# [Исходный текст]

========

Человек, переживший пасхальную радость, не может не делиться ею с другими (в противном случае он её утратит); но делиться ею в словах, рассказывая о своем опыте друг другу, — невозможно. Это будет профанацией чуда. Задача заключается в том, чтобы научиться делиться этой радостью помимо слов — самою жизнью; и не только добрыми делами, но вообще отношением друг ко другу и каждым мгновением бытия. И тогда Пасха, как любил говорить отец Алексий Мечёв, превратится в новую четыредесятницу, в период радостного преодоления наших немощей в союзе любви, которым Иисус связал Своих апостолов.
Крестный ход
На улице уже совсем темно и, конечно, довольно холодно, потому что апрель только ещё начинается. Вчетвером, мама с отцом и мы с сестрою, из единственного подъезда нашего старого дома на Немецкой улице (от него и следа не осталось) выходим мы во двор, спустившись по лестнице из трёх ступенек. По лестнице, которой уже давно не существует. Только иногда теперь возникает она в моих снах. Она, лестница, и особенно — почтовый ящик, из которого я и теперь во сне довольно часто вынимаю какие-то письма… Их всегда много, потому что бываю я здесь редко. Только, если приснится. Почему? Не знаю.
На улице давно темно, мы идём в церковь Покрова на Лыщиковой горке. Именно в ней в ноябре 1944 года, во время войны, венчались мои родители. Правда, в тот вечер я ещё не знал, что они так любят именно эту церковь, потому что в ней венчались. Об этом как-то не принято было говорить вслух. И вообще вера — это, наверное, не то, о чем следует говорить всем и каждому, а какая-то тайна, тайна личных, глубоко личных наших отношений с Богом и иногда друг с другом.
Но в церковь мы всё равно идём вместе, потому что наступает Пасха. Яйца давно покрашены, а куличи, закрытые белой салфеткой, стоят в столовой. В Новом Завете рассказывается как раз об этом вечере
«В первый же день недели Мария Магдалина приходит ко гробу рано, когда ещё было темно, и видит, что камень отвален от гроба»…
Именно на этой странице Евангелия я, уходя из дому, оставил книгу раскрытой. И странным и необъяснимым кажется, что для большинства людей в метро и на улице сегодняшняя суббота ничем не отличается от всех остальных. Странно, но естественно. На дворе середина 60–х годов. И скоро Брежнев введёт свои войска в Чехословакию.
Пройдет лет 10 не меньше с той пасхальной ночи, которая вспомнилась мне сейчас, когда, уходя после вечерних занятий из Института иностранных языков в такой же весенний вечер Страстной субботы вместе с переводчицей Томаса Мора и Эразма Роттердамского Юдифью Матвеевной Каган, мы увидим группу студентов–оперотрядовцев. Они будут стоять в дверях уже готовые отправиться к церкви Николы в Хамовниках, чтобы встать в оцепление вокруг храма. Их задача заключается в том, чтобы не пропускать в церковь молодежь, «оберегая» её, таким образом, от «тлетворного влияния религиозного дурмана»… Что тут скажешь? Отвратительно.

========

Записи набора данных

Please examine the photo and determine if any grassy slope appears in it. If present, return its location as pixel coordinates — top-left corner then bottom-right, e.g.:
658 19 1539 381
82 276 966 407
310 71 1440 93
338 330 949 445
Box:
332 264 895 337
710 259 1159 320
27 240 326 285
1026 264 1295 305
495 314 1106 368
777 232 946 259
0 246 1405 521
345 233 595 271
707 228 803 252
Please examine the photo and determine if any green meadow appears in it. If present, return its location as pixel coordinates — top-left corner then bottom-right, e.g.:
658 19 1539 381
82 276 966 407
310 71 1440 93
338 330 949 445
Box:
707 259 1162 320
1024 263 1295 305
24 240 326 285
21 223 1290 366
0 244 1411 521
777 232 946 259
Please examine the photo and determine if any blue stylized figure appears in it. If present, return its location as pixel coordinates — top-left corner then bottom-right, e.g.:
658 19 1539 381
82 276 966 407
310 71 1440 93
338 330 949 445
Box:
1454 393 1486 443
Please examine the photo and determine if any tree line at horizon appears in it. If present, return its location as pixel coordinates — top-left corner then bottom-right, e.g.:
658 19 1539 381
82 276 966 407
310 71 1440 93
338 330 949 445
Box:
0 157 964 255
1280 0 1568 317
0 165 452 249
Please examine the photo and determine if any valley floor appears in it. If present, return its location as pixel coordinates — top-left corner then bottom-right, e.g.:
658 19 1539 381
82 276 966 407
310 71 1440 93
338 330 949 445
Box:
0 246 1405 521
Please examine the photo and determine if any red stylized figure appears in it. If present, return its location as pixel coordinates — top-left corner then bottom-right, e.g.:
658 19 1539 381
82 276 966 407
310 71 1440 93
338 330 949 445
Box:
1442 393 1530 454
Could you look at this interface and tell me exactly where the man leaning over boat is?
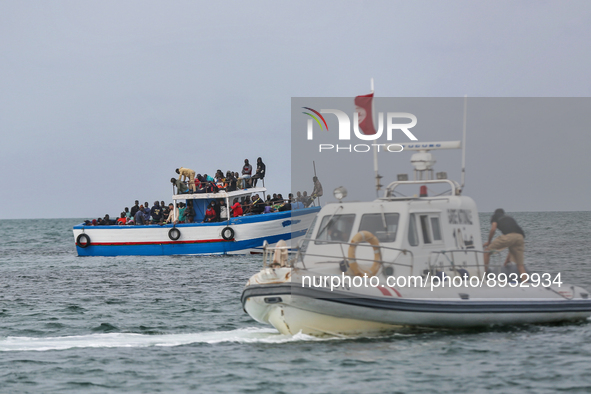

========

# [Рабочие задания]
- 1) Перепечатайте фрагмент рассказа о пасхальной ночи от слов «Человек, переживший пасхальную» до слов «связал Своих апостолов.» включительно.
- 2) В какой церкви, согласно рассказу о пасхальной ночи, венчались родители?
- 3) Продолжите рассказ о пасхальной ночи, начав сразу после его последнего предложения.

# [Ответы на задания]
- 1)
Человек, переживший пасхальную радость, не может не делиться ею с другими (в противном случае он её утратит); но делиться ею в словах, рассказывая о своем опыте друг другу, — невозможно. Это будет профанацией чуда. Задача заключается в том, чтобы научиться делиться этой радостью помимо слов — самою жизнью; и не только добрыми делами, но вообще отношением друг ко другу и каждым мгновением бытия. И тогда Пасха, как любил говорить отец Алексий Мечёв, превратится в новую четыредесятницу, в период радостного преодоления наших немощей в союзе любви, которым Иисус связал Своих апостолов.

- 2) В церкви Покрова на Лыщиковой горке.

- 3)
Юдифь Матвеевна, конечно же, не может сдержаться. «Потом, — говорит она, — вам будет стыдно, что вы стояли в этом оцеплении. Шли бы вы лучше домой. Вы — неплохие ребята, но использовать вас можно в любых, в каких угодно, в самых мерзких целях. Потому что вы абсолютно беззащитны перед лицом зла. Идите домой. Вы, правда, меня все равно не послушаетесь, ну ладно…» Это было году в 1976, не позднее. Где теперь эти ребята и что теперь они делают? Интересно… Невероятно интересно… Одного из таких бывших комсомольских «вожаков» я встретил как-то на улице - он спросил у меня благословения, а потом заметил, что читал мои статьи и считает, что в них я излишне открыт инославию. «Подумайте, об этом, отец Георгий, я говорю вам как православный»… Ладно… Что тут можно сказать… Теmроrа mutаntur et nos mutamur in illis — «Времена меняются, и мы меняемся вместе с ними».
Небольшого роста, вернее, просто низенькая, с удивительно красивой головой, но болезненно полная, с трудом передвигавшаяся, потому что в детстве перенесла полиомиелит, Юдифь Матвеевна была удивительно и по–настоящему мужественным человеком. Она всем и всегда говорила правду, а поэтому, как только ей исполнилось 55 лет, ее безжалостно выгнали на пенсию. В те годы мне было немного грустно, что обе они, Юдифь и ее мать Софья Исааковна, не ходят в церковь и не считают себя христианками.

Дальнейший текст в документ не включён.